- Article
────
An electoral district, also known as an election district, legislative district, voting district, constituency, riding, ward, division, or (election) precinct is a subdivision of a larger state (a country, administrative region, or other polity) created to provide its population with representation in the larger state's legislative body. That body, or the state's constitution or a body established for that purpose, determines each district's boundaries and whether each will be represented by a single member or multiple members. Generally, only voters (constituents) who reside within the district are permitted to vote in an election held there. District representatives may be elected by a first-past-the-post system, a proportional representative system, or another voting method. They may be selected by a direct election under universal suffrage, an indirect election, or another form of suffrage.

Terminology

The names for electoral districts vary across countries and, occasionally, for the office being elected. The term constituency is commonly used to refer to an electoral district, especially in British English, but it can also refer to the body of eligible voters or all the residents of the represented area or only those who voted for a certain candidate.
────
- Rows
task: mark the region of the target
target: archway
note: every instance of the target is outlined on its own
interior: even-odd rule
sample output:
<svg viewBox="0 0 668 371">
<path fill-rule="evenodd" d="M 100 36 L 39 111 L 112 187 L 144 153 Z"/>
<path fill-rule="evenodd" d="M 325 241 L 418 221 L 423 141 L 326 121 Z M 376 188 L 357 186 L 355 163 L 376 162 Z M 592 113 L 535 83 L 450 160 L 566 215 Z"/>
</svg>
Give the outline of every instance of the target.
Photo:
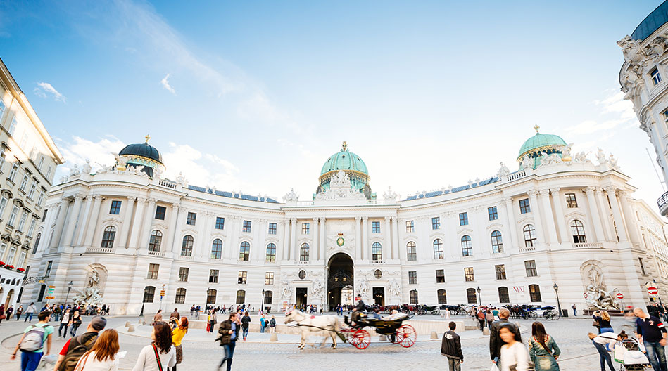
────
- Directives
**a)** Answer these questions about the electoral districts text, one per line:
(i) Which voters are generally allowed to vote in an election held in a district?
(ii) In which variety of English is the term "constituency" especially common?
(iii) By what voting systems may district representatives be elected?
**b)** Please turn the paragraph of the electoral districts text that begins "An electoral district, also known as" into a bulleted list that keeps its main facts.
**c)** Reproduce the part of the electoral districts text that opens with the words containing "Terminology" and closes with "a certain candidate.".

- Full answers
**a)**
(i) Only voters (constituents) who reside within the district.
(ii) British English.
(iii) By a first-past-the-post system, a proportional representative system, or another voting method.

**b)**
- An electoral district is a subdivision of a larger state (a country, administrative region, or other polity) created to give its population representation in that state's legislative body.
- It is also called an election district, legislative district, voting district, constituency, riding, ward, division, or (election) precinct.
- That body, the state's constitution, or a body established for the purpose sets each district's boundaries and decides whether it has a single member or multiple members.
- Generally, only voters who reside within the district may vote in an election held there.
- Representatives may be elected by first-past-the-post, by proportional representation, or by another voting method.
- They may be chosen by direct election under universal suffrage, by indirect election, or by another form of suffrage.

**c)**
Terminology

The names for electoral districts vary across countries and, occasionally, for the office being elected. The term constituency is commonly used to refer to an electoral district, especially in British English, but it can also refer to the body of eligible voters or all the residents of the represented area or only those who voted for a certain candidate.